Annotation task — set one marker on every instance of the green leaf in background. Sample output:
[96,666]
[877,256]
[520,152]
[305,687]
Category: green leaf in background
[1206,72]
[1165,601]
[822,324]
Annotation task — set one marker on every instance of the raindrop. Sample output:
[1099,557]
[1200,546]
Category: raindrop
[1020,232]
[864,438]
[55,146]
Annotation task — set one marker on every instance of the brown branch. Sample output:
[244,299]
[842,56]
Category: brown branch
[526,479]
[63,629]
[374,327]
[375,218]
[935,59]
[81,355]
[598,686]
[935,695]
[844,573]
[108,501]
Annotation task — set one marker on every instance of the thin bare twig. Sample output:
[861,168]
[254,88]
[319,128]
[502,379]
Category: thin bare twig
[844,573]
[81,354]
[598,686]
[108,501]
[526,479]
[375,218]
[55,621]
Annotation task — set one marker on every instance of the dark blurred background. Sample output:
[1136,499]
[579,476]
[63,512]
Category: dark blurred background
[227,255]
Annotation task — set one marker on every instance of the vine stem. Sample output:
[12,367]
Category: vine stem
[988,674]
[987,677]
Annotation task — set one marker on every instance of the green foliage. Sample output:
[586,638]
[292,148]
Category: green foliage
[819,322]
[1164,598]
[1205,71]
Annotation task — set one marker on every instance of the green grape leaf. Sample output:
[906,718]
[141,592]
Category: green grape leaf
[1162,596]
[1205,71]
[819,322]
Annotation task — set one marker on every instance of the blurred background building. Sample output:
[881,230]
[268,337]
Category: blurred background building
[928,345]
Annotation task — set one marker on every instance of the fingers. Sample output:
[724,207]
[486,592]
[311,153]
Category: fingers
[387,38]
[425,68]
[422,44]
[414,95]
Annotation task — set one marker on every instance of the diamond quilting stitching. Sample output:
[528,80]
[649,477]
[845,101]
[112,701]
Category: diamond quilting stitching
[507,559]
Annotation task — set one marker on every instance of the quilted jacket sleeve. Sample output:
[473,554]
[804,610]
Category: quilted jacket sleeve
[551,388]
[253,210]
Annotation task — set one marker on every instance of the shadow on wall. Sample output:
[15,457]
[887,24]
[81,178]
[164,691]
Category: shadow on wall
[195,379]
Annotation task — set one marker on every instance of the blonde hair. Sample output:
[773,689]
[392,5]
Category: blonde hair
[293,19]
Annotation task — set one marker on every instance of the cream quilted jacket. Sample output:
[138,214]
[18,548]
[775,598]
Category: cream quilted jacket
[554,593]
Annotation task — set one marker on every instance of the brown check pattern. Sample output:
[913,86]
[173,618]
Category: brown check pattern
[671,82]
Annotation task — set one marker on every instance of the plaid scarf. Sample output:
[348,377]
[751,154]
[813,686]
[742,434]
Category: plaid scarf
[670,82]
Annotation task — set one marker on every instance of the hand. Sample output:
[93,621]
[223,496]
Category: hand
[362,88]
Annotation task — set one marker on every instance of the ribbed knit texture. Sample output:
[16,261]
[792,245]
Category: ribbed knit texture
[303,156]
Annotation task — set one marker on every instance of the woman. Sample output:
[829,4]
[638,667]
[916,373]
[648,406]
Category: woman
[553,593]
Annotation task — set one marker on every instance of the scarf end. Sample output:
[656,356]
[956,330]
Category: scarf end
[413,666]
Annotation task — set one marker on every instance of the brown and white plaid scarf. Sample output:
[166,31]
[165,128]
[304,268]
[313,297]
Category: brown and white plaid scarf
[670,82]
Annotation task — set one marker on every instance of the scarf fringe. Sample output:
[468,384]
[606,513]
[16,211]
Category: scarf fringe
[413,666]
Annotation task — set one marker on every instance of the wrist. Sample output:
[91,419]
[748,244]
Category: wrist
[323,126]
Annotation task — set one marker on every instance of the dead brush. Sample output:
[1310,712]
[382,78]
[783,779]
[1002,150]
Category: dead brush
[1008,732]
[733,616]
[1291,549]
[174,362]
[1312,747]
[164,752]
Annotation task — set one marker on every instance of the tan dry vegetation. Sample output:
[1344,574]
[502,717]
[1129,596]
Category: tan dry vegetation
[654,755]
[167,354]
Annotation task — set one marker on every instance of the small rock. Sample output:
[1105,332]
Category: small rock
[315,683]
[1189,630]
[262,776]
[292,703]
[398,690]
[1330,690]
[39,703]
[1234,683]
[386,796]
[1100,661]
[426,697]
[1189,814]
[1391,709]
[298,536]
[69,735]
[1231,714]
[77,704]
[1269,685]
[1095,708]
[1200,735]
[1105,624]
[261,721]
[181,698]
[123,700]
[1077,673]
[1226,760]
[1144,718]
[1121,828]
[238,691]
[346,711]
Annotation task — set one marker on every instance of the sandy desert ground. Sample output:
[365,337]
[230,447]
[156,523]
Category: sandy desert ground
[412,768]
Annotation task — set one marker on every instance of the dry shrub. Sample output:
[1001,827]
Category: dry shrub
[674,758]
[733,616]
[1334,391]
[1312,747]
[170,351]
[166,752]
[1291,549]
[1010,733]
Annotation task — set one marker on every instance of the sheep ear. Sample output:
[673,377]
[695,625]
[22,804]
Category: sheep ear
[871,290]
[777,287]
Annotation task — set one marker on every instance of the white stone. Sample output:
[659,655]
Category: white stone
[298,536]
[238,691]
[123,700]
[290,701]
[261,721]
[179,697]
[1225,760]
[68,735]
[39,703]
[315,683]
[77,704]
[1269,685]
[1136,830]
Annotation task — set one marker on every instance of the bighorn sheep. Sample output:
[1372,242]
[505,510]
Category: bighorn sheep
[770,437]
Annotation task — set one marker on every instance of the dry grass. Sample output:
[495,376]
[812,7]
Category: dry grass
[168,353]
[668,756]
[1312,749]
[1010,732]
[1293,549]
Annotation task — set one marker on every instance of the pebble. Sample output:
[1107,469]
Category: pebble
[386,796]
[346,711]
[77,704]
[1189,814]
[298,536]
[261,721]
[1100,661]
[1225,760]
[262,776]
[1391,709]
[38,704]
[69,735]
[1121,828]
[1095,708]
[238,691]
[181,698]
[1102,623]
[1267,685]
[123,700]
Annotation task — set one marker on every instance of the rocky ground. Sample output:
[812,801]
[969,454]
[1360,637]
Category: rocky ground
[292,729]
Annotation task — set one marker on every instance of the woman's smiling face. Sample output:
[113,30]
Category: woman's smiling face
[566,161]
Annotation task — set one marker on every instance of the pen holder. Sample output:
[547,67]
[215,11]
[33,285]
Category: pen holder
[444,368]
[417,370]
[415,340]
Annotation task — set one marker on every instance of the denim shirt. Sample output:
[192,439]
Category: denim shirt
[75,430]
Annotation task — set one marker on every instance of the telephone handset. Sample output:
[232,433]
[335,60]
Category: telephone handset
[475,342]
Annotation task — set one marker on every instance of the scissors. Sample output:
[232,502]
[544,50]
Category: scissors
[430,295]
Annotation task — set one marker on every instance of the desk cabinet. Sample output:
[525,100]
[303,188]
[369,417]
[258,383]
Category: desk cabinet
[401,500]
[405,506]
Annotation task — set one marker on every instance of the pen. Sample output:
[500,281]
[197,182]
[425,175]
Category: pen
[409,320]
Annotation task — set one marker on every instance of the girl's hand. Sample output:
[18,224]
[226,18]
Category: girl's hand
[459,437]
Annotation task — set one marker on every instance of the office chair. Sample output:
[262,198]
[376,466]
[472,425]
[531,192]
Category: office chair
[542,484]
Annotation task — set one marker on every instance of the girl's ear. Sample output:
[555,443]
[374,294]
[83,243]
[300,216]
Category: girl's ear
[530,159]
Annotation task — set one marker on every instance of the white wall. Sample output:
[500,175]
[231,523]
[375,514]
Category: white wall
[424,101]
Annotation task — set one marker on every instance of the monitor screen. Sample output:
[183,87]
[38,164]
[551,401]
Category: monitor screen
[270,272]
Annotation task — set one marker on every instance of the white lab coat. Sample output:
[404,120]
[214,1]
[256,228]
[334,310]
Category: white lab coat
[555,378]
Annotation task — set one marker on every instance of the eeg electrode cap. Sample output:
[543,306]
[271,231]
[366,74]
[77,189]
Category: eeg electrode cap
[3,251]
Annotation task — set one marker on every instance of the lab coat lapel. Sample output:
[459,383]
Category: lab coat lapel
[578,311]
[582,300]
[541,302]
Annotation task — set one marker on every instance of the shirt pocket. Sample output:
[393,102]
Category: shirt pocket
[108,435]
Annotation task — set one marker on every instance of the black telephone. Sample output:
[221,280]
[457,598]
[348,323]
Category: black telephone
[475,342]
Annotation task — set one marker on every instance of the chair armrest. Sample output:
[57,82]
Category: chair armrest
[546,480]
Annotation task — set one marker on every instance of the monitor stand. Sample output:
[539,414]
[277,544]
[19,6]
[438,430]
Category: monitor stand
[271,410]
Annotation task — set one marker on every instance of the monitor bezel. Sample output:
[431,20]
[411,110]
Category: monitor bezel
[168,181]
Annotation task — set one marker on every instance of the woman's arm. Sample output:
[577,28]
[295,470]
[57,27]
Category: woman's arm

## Task to complete:
Switch "woman's arm" to "person's arm" in the lines that begin at the one containing "the monitor bezel." and stop at the end of the records, then give those lines again with nothing else changed.

## Written response:
Annotation task — set one marker on every instance of the monitor bezel. Sample output:
[431,20]
[411,110]
Category: monitor bezel
[168,181]
Annotation task — set one marker on every instance of the person's arm. Sample output:
[577,28]
[295,470]
[57,27]
Category: person's arm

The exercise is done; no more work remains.